Please count the lines in the source records below that contain the string "instance", and reply with only that number.

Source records
-=-=-=-=-

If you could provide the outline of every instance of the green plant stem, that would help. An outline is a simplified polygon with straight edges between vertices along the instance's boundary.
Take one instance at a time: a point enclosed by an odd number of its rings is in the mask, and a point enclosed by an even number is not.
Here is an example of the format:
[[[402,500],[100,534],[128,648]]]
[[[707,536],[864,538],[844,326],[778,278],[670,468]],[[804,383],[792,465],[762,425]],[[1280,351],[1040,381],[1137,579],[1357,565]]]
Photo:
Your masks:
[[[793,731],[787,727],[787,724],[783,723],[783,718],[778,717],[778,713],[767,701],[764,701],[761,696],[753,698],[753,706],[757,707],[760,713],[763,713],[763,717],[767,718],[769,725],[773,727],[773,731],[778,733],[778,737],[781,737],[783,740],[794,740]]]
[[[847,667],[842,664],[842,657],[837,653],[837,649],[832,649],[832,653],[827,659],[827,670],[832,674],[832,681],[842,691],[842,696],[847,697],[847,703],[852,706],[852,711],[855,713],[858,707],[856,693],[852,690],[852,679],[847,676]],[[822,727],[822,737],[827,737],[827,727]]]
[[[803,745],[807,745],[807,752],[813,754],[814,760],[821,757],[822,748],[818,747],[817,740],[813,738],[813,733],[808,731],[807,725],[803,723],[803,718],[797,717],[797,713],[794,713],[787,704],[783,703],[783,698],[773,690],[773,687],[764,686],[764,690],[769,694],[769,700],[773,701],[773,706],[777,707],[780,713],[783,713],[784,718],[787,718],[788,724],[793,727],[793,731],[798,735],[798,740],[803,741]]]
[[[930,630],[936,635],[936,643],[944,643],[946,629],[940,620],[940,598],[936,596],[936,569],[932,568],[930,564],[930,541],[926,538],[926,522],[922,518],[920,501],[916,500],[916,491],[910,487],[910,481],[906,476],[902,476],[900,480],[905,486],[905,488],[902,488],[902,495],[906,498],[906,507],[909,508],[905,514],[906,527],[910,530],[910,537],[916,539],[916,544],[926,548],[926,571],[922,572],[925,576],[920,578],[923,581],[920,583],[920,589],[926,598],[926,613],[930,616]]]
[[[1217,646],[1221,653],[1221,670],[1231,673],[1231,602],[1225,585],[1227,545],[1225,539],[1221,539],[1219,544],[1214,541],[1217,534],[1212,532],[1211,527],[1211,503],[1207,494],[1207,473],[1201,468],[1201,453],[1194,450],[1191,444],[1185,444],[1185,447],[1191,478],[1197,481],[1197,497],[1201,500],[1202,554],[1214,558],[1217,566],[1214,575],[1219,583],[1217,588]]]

-=-=-=-=-

RESPONSE BELOW: 2